Source document –

-- BEGIN --

Appetite for Adrenochrome was remastered and reissued by Lookout! Records in September 1996. This version was re-released by Springman Records in 2003. In 2014, the album was remastered by Denny Muller and released on LP and CD by Eccentric Pop Records.

In 2003 the Groovie Ghoulies, now a trio with Kepi Ghoulie as the only remaining original member, recorded new versions of "Look Out (Here Comes Tomorrow)", "King Kong Stomp", "Don't Go Out Into the Rain (You're Going to Melt)", "Blood Beach", "The Blob", and "Do the Bat" for a "best of" album entitled Monster Club.

Professional ratings
Review scores
| Source | Rating |
| AllMusic |  |
| Punknews.org |  |

==Critical reception==
Trouser Press wrote that "most of the originals on the album bespeak the infancy of the three-chord pop punk being extruded, but there are hints of the anthemic nature of future compositions."

-- END --

Exercises to complete –
a. In the album history above, who remastered Appetite for Adrenochrome in 2014?
b. Rewrite the album history's paragraph beginning "In 2003 the Groovie Ghoulies" as a short list that keeps its main facts.

Rows from a point labeling set –
-- BEGIN --

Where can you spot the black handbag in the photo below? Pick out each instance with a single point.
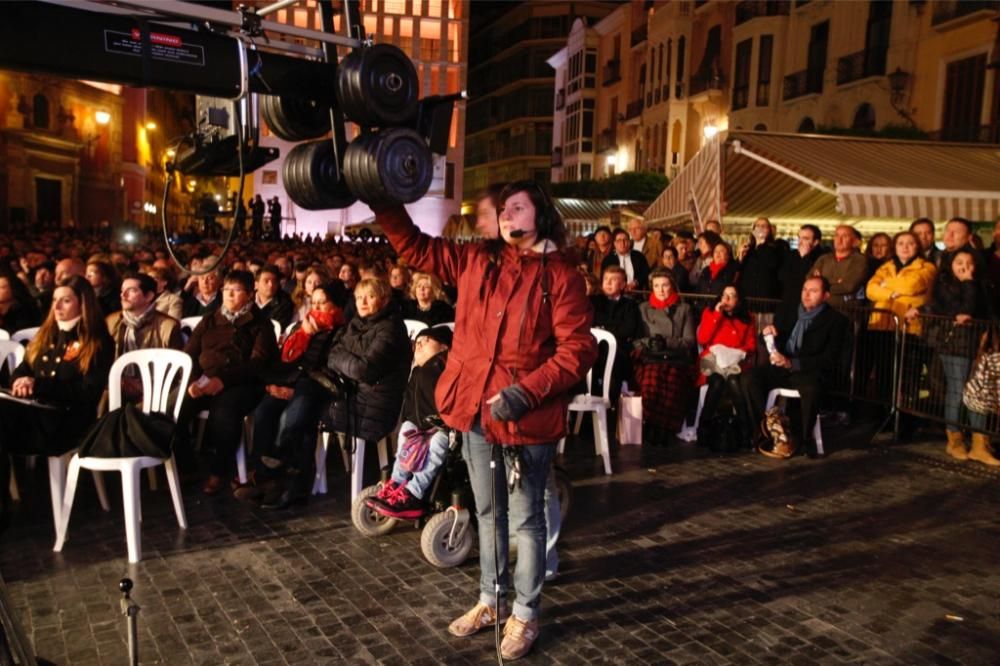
(128, 432)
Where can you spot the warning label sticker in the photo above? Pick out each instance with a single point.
(162, 46)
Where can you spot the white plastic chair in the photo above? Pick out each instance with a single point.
(355, 463)
(772, 398)
(25, 335)
(597, 405)
(11, 355)
(689, 433)
(159, 370)
(413, 327)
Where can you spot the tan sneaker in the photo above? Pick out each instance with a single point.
(480, 617)
(518, 637)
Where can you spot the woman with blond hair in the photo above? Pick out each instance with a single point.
(65, 370)
(428, 302)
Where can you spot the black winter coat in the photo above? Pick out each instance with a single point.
(58, 382)
(374, 352)
(826, 345)
(760, 270)
(419, 401)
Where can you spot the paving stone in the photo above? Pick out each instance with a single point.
(679, 557)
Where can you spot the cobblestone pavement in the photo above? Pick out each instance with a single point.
(873, 555)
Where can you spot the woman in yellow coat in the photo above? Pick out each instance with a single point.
(904, 281)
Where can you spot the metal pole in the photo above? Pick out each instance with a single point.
(263, 11)
(130, 609)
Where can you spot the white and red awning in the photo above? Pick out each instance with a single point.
(834, 178)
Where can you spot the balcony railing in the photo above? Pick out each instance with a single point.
(858, 65)
(751, 9)
(706, 82)
(952, 9)
(639, 34)
(612, 72)
(607, 140)
(973, 134)
(802, 83)
(741, 97)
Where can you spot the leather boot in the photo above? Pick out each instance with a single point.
(982, 451)
(956, 445)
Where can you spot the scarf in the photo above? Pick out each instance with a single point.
(802, 324)
(231, 317)
(660, 305)
(298, 340)
(133, 322)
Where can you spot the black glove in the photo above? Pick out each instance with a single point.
(512, 405)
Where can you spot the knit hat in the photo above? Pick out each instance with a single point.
(440, 334)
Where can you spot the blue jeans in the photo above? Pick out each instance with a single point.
(956, 371)
(419, 482)
(526, 506)
(286, 429)
(553, 524)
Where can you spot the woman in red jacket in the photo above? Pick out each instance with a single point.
(522, 341)
(727, 323)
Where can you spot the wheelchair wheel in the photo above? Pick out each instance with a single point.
(370, 522)
(564, 489)
(434, 541)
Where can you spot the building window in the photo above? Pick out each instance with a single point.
(864, 117)
(741, 77)
(877, 37)
(679, 85)
(40, 112)
(963, 99)
(818, 39)
(764, 70)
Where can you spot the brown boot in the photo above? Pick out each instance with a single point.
(982, 451)
(956, 445)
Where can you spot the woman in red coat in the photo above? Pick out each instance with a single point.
(727, 323)
(522, 342)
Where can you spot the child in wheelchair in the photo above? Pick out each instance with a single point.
(422, 448)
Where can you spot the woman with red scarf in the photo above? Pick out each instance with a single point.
(719, 273)
(664, 358)
(726, 329)
(285, 420)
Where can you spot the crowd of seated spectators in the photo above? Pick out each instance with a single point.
(340, 306)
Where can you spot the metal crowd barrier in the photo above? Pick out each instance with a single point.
(937, 361)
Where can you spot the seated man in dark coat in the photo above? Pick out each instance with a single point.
(232, 348)
(633, 263)
(811, 340)
(619, 315)
(373, 352)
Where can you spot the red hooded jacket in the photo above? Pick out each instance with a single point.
(511, 327)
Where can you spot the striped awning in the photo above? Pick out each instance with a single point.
(695, 192)
(805, 176)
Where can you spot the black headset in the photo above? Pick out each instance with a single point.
(545, 217)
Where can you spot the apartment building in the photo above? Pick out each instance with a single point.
(691, 69)
(509, 132)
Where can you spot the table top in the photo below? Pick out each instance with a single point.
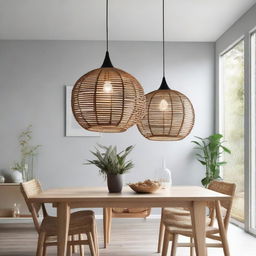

-- END --

Expected outputs –
a. Denny Muller

b.
- Year: 2003
- Band: the Groovie Ghoulies, now a trio
- Only remaining original member: Kepi Ghoulie
- Re-recorded songs: "Look Out (Here Comes Tomorrow)," "King Kong Stomp," "Don't Go Out Into the Rain (You're Going to Melt)," "Blood Beach," "The Blob," and "Do the Bat"
- Purpose: the "best of" album Monster Club